:: Trecho do documento

Há um homem
sentado na cadeira de presidente do Brasil. A cadeira, no entanto, não lhe
pertence. Um golpe de sorte, ou simplesmente um golpe, colocou-o onde está e
ele não quer se levantar. Esse lugar é seu, tem o direito de estar lá. Ou assim
ele pensa. O que o homem não sabe, ou ainda não sabe, é que a cadeira está
infestada de cupins, como a da famosa história de Saramago. Por fora parece
firme e sólida, mas por dentro está praticamente oca. A cadeira está prestes a
cair aos pedaços e o único destino possível para esse homem é a queda.
Quando ainda
não ocupava a cadeira, o homem escreveu uma carta em que dizia estar se
sentindo um vice-presidente decorativo. A presidenta era uma mulher e no
Brasil, como em muitos países, ser decorativo é mais próprio do sexo feminino.
Ou nisso acreditava ele e muitos como ele. A carta foi o primeiro passo para
ficar com a cadeira. Antes do ataque final, uma revista de grande tiragem fez
uma reportagem sobre sua esposa. “Bela, recatada e do lar”, assim foi descrita.
A “quase primeira-dama”, 43 anos mais jovem do que o “quase presidente”, era o
modelo a seguir. O erro de ter uma mulher na cadeira presidencial estava prestes
a ser solucionado. Em um dos episódios mais sombrios da recente democracia
brasileira, o vice-presidente decorativo tornou-se presidente. Meses depois,
escândalo após escândalo, o homem continua sentado na cadeira. Com o dedo em
riste, grita “não renunciarei”. Mais do que um monarca em seu trono, parece um
refém amarrado com cordas a um assento.

::::
:: Material extraído

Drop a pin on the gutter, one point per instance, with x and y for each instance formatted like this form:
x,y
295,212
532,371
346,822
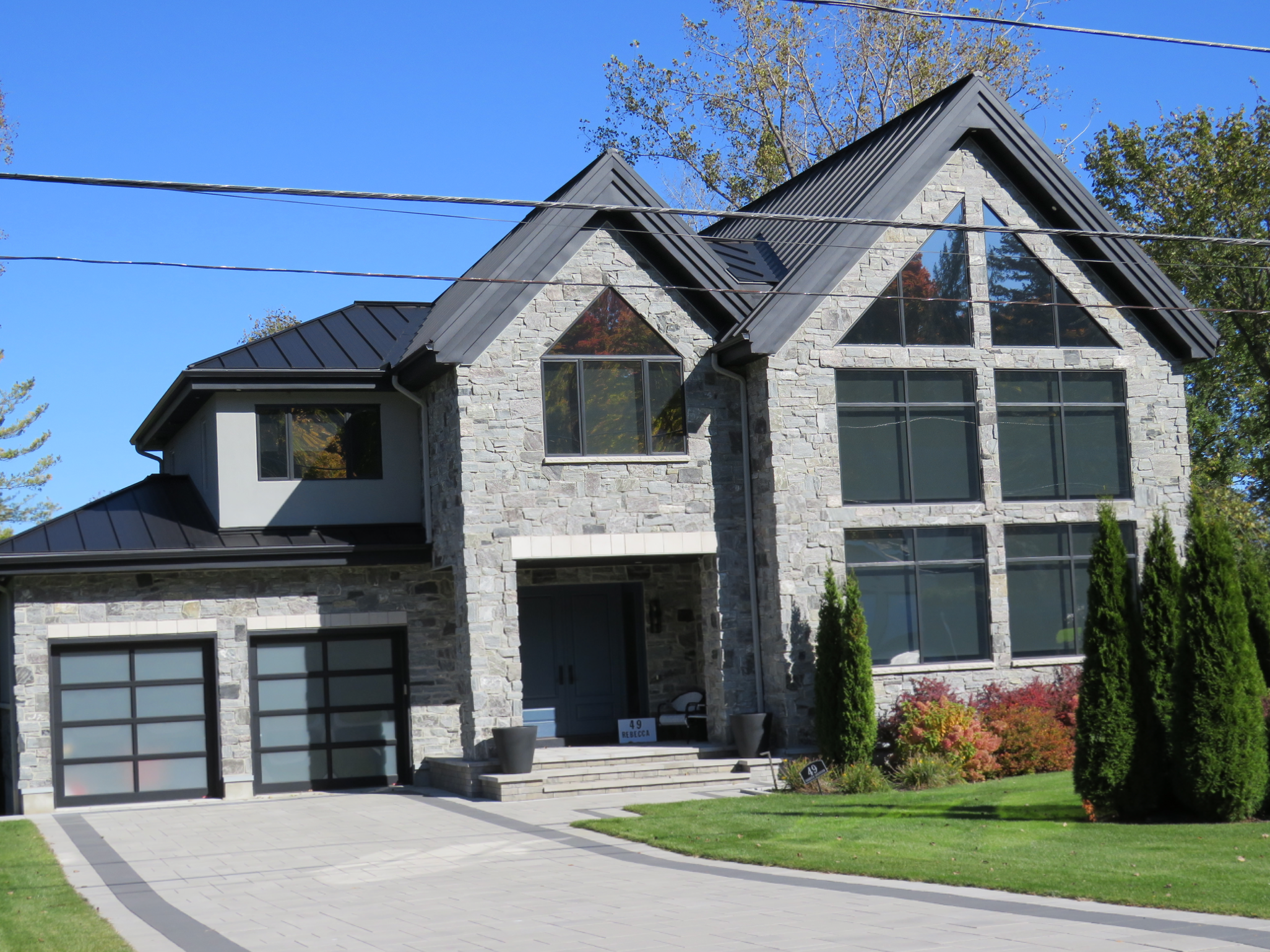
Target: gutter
x,y
425,452
760,703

::::

*Exercício escrito*
Com base no texto sobre a cadeira de presidente, responda às perguntas a seguir, uma por linha e com a mesma numeração:
1. De que está infestada a cadeira?
2. Como o homem dizia estar se sentindo na carta que escreveu?
3. Quantos anos mais jovem que o "quase presidente" era a "quase primeira-dama"?

*Exercício resolvido*
1. De cupins.
2. Como um vice-presidente decorativo.
3. 43 anos.